» WRITTEN PROBLEM A: In the CMCI patch email, which two configuration options must be set for the new Centaur MCE option to be available?
» WRITTEN PROBLEM B: Rewrite the part of the CMCI patch email that opens with the words containing "On Thu, May" and closes with "changed, 18 insertions(+)", putting "interoperable" in place of "compatible".
» WRITTEN PROBLEM C: Write the next part of the CMCI patch email, picking up after its final line.

» SUPPLIED PASSAGE:

------------------------------------

Re: [PATCH] x86/mce: add CMCI support for Centaur CPUs

From: Borislav Petkov
Date: Fri Jun 01 2018 - 05:37:31 EST


On Thu, May 31, 2018 at 11:28:58AM +0800, David Wang wrote:
> Newer Centaur support CMCI mechanism, which is compatible with INTEL CMCI.
>
> Signed-off-by: David Wang <davidwang@xxxxxxxxxxx>
> ---
> arch/x86/Kconfig | 12 ++++++++++++
> arch/x86/kernel/cpu/mcheck/mce.c | 6 ++++++
> 2 files changed, 18 insertions(+)
>
> diff --git a/arch/x86/Kconfig b/arch/x86/Kconfig
> index dda87a3..1adff5f 100644
> --- a/arch/x86/Kconfig
> +++ b/arch/x86/Kconfig
> @@ -1130,6 +1130,18 @@ config X86_MCE_AMD
> Additional support for AMD specific MCE features such as
> the DRAM Error Threshold.
>
> +config X86_MCE_CENTAUR
> + def_bool y
> + prompt "CENTAUR MCE features"
> + depends on CPU_SUP_CENTAUR && X86_MCE_INTEL
> + help
> + Additional support for Centaur specific MCE features such as
> + MCE broadcasting and CMCI support.
> + New Centaur CPU support MCE broadcasting.
> + New Centaur CPU support CMCI which is fully compliant with Intel CMCI.
> +
> + If unsure, say N here.
> +
> config X86_ANCIENT_MCE
> bool "Support for old Pentium 5 / WinChip machine checks"
> depends on X86_32 && X86_MCE
> diff --git a/arch/x86/kernel/cpu/mcheck/mce.c b/arch/x86/kernel/cpu/mcheck/mce.c
> index cd76380..2ebafc7 100644
> --- a/arch/x86/kernel/cpu/mcheck/mce.c
> +++ b/arch/x86/kernel/cpu/mcheck/mce.c
> @@ -1727,6 +1727,7 @@ static void __mcheck_cpu_init_early(struct cpuinfo_x86 *c)

------------------------------------

» Excerpt from a dataset:
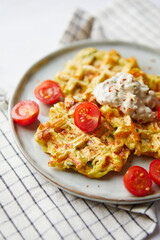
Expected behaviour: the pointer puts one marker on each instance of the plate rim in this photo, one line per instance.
(44, 60)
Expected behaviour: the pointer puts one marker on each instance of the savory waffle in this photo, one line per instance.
(109, 146)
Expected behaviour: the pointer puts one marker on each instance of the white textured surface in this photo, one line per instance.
(30, 30)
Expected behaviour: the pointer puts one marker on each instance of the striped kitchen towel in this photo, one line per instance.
(31, 207)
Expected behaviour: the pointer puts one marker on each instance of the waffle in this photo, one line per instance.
(90, 67)
(109, 146)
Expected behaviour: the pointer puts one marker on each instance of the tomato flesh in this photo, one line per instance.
(25, 112)
(154, 171)
(87, 116)
(137, 181)
(159, 113)
(48, 92)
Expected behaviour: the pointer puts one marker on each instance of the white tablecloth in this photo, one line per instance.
(29, 31)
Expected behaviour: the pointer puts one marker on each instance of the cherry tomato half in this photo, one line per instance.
(154, 171)
(25, 112)
(48, 92)
(159, 113)
(137, 181)
(87, 116)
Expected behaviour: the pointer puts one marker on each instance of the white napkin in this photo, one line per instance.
(31, 207)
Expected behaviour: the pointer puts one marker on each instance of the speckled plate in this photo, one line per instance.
(109, 189)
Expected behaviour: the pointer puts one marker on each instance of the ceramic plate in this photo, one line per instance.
(109, 189)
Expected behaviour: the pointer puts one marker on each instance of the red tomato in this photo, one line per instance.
(154, 171)
(159, 113)
(87, 116)
(25, 112)
(137, 181)
(48, 92)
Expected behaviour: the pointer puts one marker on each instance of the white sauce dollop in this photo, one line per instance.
(129, 95)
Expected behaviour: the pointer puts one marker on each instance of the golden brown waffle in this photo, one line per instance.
(90, 67)
(109, 146)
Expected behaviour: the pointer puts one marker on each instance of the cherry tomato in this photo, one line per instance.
(87, 116)
(159, 113)
(25, 112)
(137, 181)
(48, 92)
(154, 171)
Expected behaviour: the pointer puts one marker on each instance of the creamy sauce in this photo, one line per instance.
(129, 96)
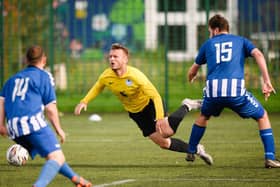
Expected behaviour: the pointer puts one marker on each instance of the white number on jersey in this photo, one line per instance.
(223, 52)
(20, 89)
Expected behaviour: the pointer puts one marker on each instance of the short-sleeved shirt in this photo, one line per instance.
(25, 94)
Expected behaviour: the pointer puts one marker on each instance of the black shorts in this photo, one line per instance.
(146, 119)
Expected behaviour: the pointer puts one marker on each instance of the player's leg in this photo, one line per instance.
(50, 169)
(197, 133)
(176, 117)
(67, 171)
(177, 145)
(252, 108)
(209, 107)
(267, 138)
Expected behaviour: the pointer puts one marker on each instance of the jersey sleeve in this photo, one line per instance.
(149, 90)
(201, 57)
(94, 91)
(48, 89)
(248, 47)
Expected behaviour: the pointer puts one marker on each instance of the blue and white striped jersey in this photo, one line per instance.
(25, 94)
(225, 56)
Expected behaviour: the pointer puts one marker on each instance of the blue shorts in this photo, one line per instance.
(246, 106)
(42, 142)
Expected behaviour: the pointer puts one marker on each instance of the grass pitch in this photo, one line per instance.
(113, 152)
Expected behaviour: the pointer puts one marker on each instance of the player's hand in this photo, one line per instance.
(163, 127)
(3, 130)
(267, 89)
(79, 108)
(61, 134)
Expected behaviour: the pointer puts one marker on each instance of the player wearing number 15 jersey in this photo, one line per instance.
(225, 55)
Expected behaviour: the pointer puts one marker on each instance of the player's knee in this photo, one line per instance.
(163, 145)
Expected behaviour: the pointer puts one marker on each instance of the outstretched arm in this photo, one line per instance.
(3, 130)
(267, 87)
(193, 72)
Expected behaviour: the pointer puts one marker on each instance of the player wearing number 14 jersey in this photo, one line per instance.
(23, 100)
(225, 55)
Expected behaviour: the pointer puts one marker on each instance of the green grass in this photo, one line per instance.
(114, 150)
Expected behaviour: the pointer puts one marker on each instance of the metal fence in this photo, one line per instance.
(162, 35)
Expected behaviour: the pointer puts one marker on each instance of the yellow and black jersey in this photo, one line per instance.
(133, 89)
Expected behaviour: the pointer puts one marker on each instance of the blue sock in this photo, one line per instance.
(268, 143)
(67, 171)
(196, 135)
(49, 171)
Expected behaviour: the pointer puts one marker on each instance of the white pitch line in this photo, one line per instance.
(115, 183)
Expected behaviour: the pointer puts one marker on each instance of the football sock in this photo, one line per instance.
(268, 143)
(49, 171)
(67, 171)
(176, 117)
(178, 145)
(196, 135)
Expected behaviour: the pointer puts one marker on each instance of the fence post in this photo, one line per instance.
(166, 42)
(1, 44)
(51, 38)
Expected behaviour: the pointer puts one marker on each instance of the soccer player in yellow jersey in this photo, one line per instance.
(143, 102)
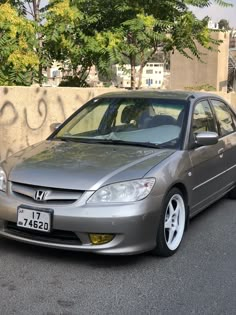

------------------------------------

» EXERCISE RESPONSE A: CPU_SUP_CENTAUR and X86_MCE_INTEL.

» EXERCISE RESPONSE B:
On Thu, May 31, 2018 at 11:28:58AM +0800, David Wang wrote:
> Newer Centaur support CMCI mechanism, which is interoperable with INTEL CMCI.
>
> Signed-off-by: David Wang <davidwang@xxxxxxxxxxx>
> ---
> arch/x86/Kconfig | 12 ++++++++++++
> arch/x86/kernel/cpu/mcheck/mce.c | 6 ++++++
> 2 files changed, 18 insertions(+)

» EXERCISE RESPONSE C:
> }
> }
>
> +#ifdef CONFIG_X86_MCE_CENTAUR
> static void mce_centaur_feature_init(struct cpuinfo_x86 *c)
> {
> struct mca_config *cfg = &mca_cfg;
> @@ -1740,7 +1741,12 @@ static void mce_centaur_feature_init(struct cpuinfo_x86 *c)
> if (cfg->monarch_timeout < 0)
> cfg->monarch_timeout = USEC_PER_SEC;
> }
> + mce_intel_feature_init(c);
> + mce_adjust_timer = cmci_intel_adjust_timer;

So far so good but above says "New Centaur CPU[s]" but you're calling
mce_intel_feature_init() unconditionally here, for *all* centaur CPUs.
Ditto for setting the CMCI handler.

Also mce_intel_feature_init() does more things than init CMCI so I think
you wanna limit that to only intel_init_cmci(). IOW, something like the
hunk below.

And frankly I'm not crazy about adding centaur code to mce_intel.c but
since it is copying functionality, I think we should copy the sw support
in the kernel too instead of adding a mce_centaur.c duplicate. For now
at least...

Thx.

---
diff --git a/arch/x86/kernel/cpu/mcheck/mce_intel.c b/arch/x86/kernel/cpu/mcheck/mce_intel.c
index d05be307d081..77d8a9b996a6 100644
--- a/arch/x86/kernel/cpu/mcheck/mce_intel.c
+++ b/arch/x86/kernel/cpu/mcheck/mce_intel.c
@@ -506,8 +506,15 @@ static void intel_ppin_init(struct cpuinfo_x86 *c)

void mce_intel_feature_init(struct cpuinfo_x86 *c)
{
- intel_init_thermal(c);
intel_init_cmci();
+
+ /*
+ * Some Centaur variants support CMCI.
+ */
+ if (c->x86_vendor == X86_VENDOR_CENTAUR)
+ return;
+
+ intel_init_thermal(c);
intel_init_lmce();
intel_ppin_init(c);
}

--
Regards/Gruss,
Boris.

ECO tip #101: Trim your mails when you reply.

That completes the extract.